- **Instruction**
Reproduce the lines below word for word, leaving out the pictures.

Collected data entries:
## begin
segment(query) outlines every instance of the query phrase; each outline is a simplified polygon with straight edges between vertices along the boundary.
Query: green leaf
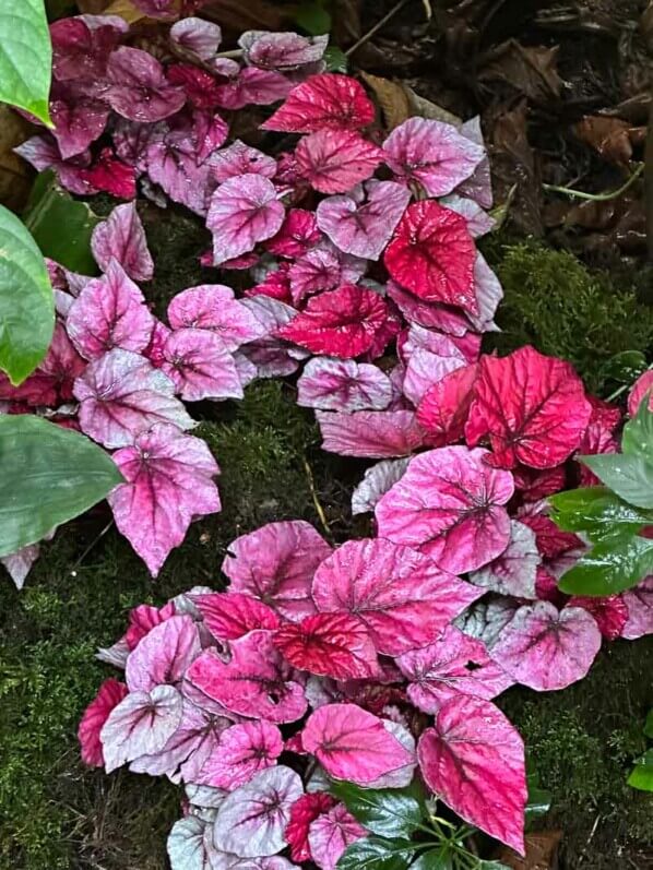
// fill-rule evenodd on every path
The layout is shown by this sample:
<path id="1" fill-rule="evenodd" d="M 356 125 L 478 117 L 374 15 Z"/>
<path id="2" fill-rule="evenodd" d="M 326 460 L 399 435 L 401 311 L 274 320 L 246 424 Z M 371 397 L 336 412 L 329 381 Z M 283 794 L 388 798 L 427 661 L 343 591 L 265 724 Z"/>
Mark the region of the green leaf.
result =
## end
- **Solution to this exercise**
segment(query) outlines every instance of the query phrase; each outline is a simplified polygon with straight edges between vertices along the boundary.
Query: green leaf
// fill-rule evenodd on every path
The layout is shown by this sample:
<path id="1" fill-rule="evenodd" d="M 356 125 L 478 117 L 374 15 Z"/>
<path id="2" fill-rule="evenodd" d="M 326 460 L 399 435 L 401 311 L 274 320 L 246 424 Z M 371 397 L 336 412 L 329 381 Z M 283 794 L 388 798 L 427 661 L 343 591 L 265 724 Z"/>
Mark the region of the green leaf.
result =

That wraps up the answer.